[PATCH 1/1] lib: sbi: relax scoldboot_lock spinlock

Thu Aug 13 14:37:30 EDT 2020

On 13 Aug 2020, at 19:31, Heinrich Schuchardt <xypron.glpk at gmx.de> wrote:
> 
> On 13.08.20 20:11, Jessica Clarke wrote:
>> On 13 Aug 2020, at 19:03, Heinrich Schuchardt <xypron.glpk at gmx.de> wrote:
>>> On 13.08.20 19:03, Jessica Clarke wrote:
>>>> On 13 Aug 2020, at 17:51, Heinrich Schuchardt <xypron.glpk at gmx.de> wrote:
>>>>> On 13.08.20 18:36, Jessica Clarke wrote:
>>>>>> On 13 Aug 2020, at 17:24, Heinrich Schuchardt <xypron.glpk at gmx.de> wrote:
>>>>>>> 
>>>>>>> OpenSBI hangs in wake_coldboot_harts() indefinitely on the MaixDuino board
>>>>>>> when trying to boot U-Boot as FW_PAYLOAD.
>>>>>> 
>>>>>> This smells of there being a more fundamental issue that's not being
>>>>>> addressed which this manages to work around, either reliably or by
>>>>>> chance. What is the actual deadlock condition you observe?
>>>>> 
>>>>> There are only two function using coldboot_lock spinlock:
>>>>> 
>>>>> * wake_coldboot_harts()
>>>>> * wait_for_coldboot()

### SET TASK 1
Format the records below as a two-column CSV with the columns request and answer, one row per request, putting each request's text and its answer in a single quoted field with line breaks replaced by spaces.
The patch discussion above has nothing to do with the records that come next.

### DATA ROWS
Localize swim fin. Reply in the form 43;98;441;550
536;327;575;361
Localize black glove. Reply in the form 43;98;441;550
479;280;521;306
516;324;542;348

### SET TASK 2
Rewrite the part of the patch discussion starting with "On 13 Aug 2020, at 19:31, Heinrich" and going on through "U-Boot as FW_PAYLOAD.", replacing "MaixDuino" with "Kendryte K210".

### REPLY 1
request,answer
"Localize swim fin. Reply in the form 43;98;441;550","536;327;575;361"
"Localize black glove. Reply in the form 43;98;441;550","479;280;521;306 516;324;542;348"

### REPLY 2
On 13 Aug 2020, at 19:31, Heinrich Schuchardt <xypron.glpk at gmx.de> wrote:
> 
> On 13.08.20 20:11, Jessica Clarke wrote:
>> On 13 Aug 2020, at 19:03, Heinrich Schuchardt <xypron.glpk at gmx.de> wrote:
>>> On 13.08.20 19:03, Jessica Clarke wrote:
>>>> On 13 Aug 2020, at 17:51, Heinrich Schuchardt <xypron.glpk at gmx.de> wrote:
>>>>> On 13.08.20 18:36, Jessica Clarke wrote:
>>>>>> On 13 Aug 2020, at 17:24, Heinrich Schuchardt <xypron.glpk at gmx.de> wrote:
>>>>>>> 
>>>>>>> OpenSBI hangs in wake_coldboot_harts() indefinitely on the Kendryte K210 board
>>>>>>> when trying to boot U-Boot as FW_PAYLOAD.